======== Task input
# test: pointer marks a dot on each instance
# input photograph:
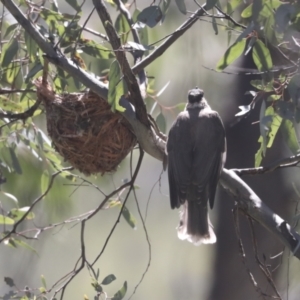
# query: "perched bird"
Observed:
(196, 149)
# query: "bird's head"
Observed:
(196, 98)
(195, 95)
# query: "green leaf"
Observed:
(129, 217)
(24, 245)
(44, 181)
(31, 47)
(294, 88)
(244, 110)
(210, 4)
(12, 72)
(257, 6)
(121, 293)
(286, 110)
(231, 54)
(234, 4)
(15, 162)
(9, 51)
(122, 27)
(10, 29)
(34, 72)
(18, 213)
(108, 279)
(116, 87)
(283, 16)
(263, 127)
(9, 281)
(6, 220)
(43, 281)
(161, 122)
(261, 56)
(215, 25)
(12, 197)
(247, 12)
(289, 133)
(261, 85)
(95, 50)
(74, 4)
(181, 6)
(276, 123)
(150, 16)
(258, 156)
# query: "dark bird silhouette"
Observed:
(196, 149)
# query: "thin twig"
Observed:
(262, 266)
(287, 162)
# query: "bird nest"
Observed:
(85, 131)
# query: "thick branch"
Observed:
(148, 140)
(251, 204)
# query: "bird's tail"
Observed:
(195, 225)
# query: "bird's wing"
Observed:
(208, 154)
(179, 150)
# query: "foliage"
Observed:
(268, 33)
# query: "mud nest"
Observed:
(85, 131)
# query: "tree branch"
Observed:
(146, 136)
(169, 41)
(279, 164)
(251, 204)
(129, 77)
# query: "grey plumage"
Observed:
(196, 150)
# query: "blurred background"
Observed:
(178, 270)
================
Give the total number of lines in the entries that contain the word "bird", with no other words.

6